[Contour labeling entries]

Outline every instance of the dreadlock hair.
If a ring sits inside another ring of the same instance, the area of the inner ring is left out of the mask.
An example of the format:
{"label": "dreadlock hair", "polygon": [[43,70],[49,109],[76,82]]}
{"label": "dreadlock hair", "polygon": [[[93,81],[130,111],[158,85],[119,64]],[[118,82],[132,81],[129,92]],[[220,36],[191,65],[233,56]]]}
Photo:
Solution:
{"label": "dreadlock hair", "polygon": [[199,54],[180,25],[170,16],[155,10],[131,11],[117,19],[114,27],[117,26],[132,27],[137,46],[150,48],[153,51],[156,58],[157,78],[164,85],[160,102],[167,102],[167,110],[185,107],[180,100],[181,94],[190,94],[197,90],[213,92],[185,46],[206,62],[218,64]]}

**GIVEN REQUEST**
Please copy all of these records again in full, requests included, adding -10 to every polygon coordinate in the answers.

**TASK ANSWER**
Outline every instance of the dreadlock hair.
If a ring sits inside another ring of the same instance, the area of the inner ring is left out of the mask.
An example of the format:
{"label": "dreadlock hair", "polygon": [[43,70],[49,109],[76,82]]}
{"label": "dreadlock hair", "polygon": [[[93,81],[130,111],[158,85],[119,64]],[[118,82],[132,81],[129,92]],[[220,36],[191,65],[233,56]]]}
Photo:
Solution:
{"label": "dreadlock hair", "polygon": [[189,44],[170,15],[160,6],[145,0],[121,1],[107,9],[104,17],[107,16],[122,17],[127,36],[140,38],[143,41],[146,48],[147,68],[154,75],[150,92],[157,92],[157,100],[175,97],[170,90],[171,84],[180,84],[187,80],[203,82],[175,36],[196,52],[208,54]]}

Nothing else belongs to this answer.